Text.
In a sense, Google is the largest crowdsourced project of all-time. It's a lot like Reddit or HackerNews in that every link is an upvote, but the genius of Google is that each link carries a different weight, and that links are a natural byproduct of using the Internet. In short, the people contributing to the crowdsourced ranking system don't even realize they're doing so most of the time. They're just doing what they like and leaving a byproduct of doing so (links, social signals) that Google can use to tell you which sites people consider valuable.
But that means that once people realize what Google is using to rank, they can mimic those signals, and sway the algorithm in their favor. The problem Google is going to run into is that once spammers can closely (and at times programmatically) mimic what is happening "organically," Google's algorithms cannot tell the difference.
Right now Google's approach seems to be ignoring or highly devaluing portions of the Internet that have been overrun with spam. Article submissions, blog comments, and now apparently guest posting, which sucks for people that do really high quality, organic guest posting; for Google that has to be collateral damage. Spammers will simply move on to the next portion of the Internet, mimicking what Google still uses as a ranking signal. It's an endless battle.
One of the big things I see happening now is entire website hijackings (I've been meaning to email you about that, Matt). I did a quick little report on the search engine results for "Viagra," and 81 of the top 100 are hijacked websites, including a client I have to upgrade to a newer version of Drupal, as the older one has been compromised. I don't know if or how Google will win this battle, but it's far from over. I honestly feel like the new way we gather data to rank websites, and what will be successful in 25 years, will have to be completely unrelated from what Google is doing now, and much harder to manipulate than spreading links all over the Internet.
It's true that website hacking remains a big issue in the spammiest areas of the web even though it's completely illegal. Unfortunately, there's a lot of unmaintained, unpatched web servers out there that blackhats exploit. It's fundamentally a hard problem, but we've been working on the next generation of our hacking detection algorithms.
I've always wondered why we don't see more startups offering hacker protection, detection, clean-up, etc. Companies like McAfee made a lot of money protecting personal computers, and there's a similar opportunity on the web server side.
I definitely agree with you that it is somewhat of an under tapped market, but definitely think it needs to be head up by the right individual(s).
To be sure there are many patched maintained web servers, applications that are also exploited (by someone for some purpose).
The best and the brightest get hacked and software maintained even by professionals regularly needs to be patched for new exploits. (Take Flash which seems to be running at between 1 and 4 updates per month). Or even OSX security updates.
I know everyone seems to think it's the other guy that doesn't have his act together and isn't following the obvious advice but there are many "other guys" that are quite capable and still end up having problems and being exploited. (Source: stuff that I read in news stories the same as everyone else.)
Focused exactly on what you mentioned (web site recovery, monitoring and protection).
*I work there :)
I know very little about SEO or website design, but isn't google already kinda tipping their hand to what the future will hold?

Check your understanding.
**A.** In the thread about Google rankings and search spam, how many of the top 100 results for "Viagra" were hijacked websites?
**B.** Pick up the forum thread on Google rankings and search spam after its last post and continue it.

Dataset excerpts.
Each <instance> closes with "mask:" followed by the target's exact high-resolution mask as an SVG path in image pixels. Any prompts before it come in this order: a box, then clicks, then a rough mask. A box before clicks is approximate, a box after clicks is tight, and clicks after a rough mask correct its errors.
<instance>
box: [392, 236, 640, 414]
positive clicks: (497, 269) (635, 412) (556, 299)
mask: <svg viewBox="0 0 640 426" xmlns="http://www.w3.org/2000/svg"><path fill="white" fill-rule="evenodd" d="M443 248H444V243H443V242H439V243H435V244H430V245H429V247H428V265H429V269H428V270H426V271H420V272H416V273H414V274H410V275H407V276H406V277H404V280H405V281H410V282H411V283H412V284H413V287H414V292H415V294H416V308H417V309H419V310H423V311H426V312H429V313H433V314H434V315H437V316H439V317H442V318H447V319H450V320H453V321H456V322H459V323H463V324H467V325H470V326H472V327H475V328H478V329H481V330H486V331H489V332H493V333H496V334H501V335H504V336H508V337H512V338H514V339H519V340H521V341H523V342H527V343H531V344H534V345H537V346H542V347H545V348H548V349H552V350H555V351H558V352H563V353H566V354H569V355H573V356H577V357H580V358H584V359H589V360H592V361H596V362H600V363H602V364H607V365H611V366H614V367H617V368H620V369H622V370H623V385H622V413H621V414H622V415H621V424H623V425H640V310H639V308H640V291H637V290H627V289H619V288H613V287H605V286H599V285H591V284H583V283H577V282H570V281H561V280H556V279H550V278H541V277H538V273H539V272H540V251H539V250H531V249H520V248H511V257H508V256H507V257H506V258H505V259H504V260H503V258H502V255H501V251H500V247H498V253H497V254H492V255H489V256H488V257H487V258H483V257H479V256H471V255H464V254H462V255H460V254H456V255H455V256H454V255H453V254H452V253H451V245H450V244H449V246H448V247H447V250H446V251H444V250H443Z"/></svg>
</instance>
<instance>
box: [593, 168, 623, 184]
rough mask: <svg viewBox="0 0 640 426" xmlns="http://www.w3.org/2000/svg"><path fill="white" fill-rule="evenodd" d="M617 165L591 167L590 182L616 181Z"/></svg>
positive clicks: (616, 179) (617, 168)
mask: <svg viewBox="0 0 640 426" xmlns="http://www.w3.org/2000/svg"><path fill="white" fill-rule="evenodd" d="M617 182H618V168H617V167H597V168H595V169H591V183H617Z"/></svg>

Answers in order.
**A.** 81

**B.**
Without adblock, a quick google search shows that the entire top half of the result page are ads. To me, it's fairly obvious the future will bring pay-for-priority search inclusion. You want a top spot? Break out your wallet.
Whether that's a good thing or a bad thing, only time will tell. I'm more curious about search engine competitors 25 years from now. Google's had a great decade, but that can't last forever ... can it?
For instance, I recently watched a terrible movie, and I'm trying to remember what it's called so I can warn people off of it. Searching for that is a specific piece of information, not a generic "noun"-type thing:
A query like "sports" or "news" may or may not have an ad in the search results. Keywords like "credit cards for people with poor credit scores" will almost always show lots of ads, even though the query is quite specific and contains 8 words.
In some particularly valuable verticals (like hotels) Google then further adds their other paid verticals to the results in addition to the AdWords ads.
One of Matt's videos (not sure which one) mentioned online publishers tend to focus a lot on say 10% to 20% of highly commercial terms, while often paying much less attention to the rest of the searches as the commercial terms typically are far more valuable than the informational ones. (Mesothelioma lawyers can afford to pay more for traffic than say people selling flour, or people offering recipes that contain flour).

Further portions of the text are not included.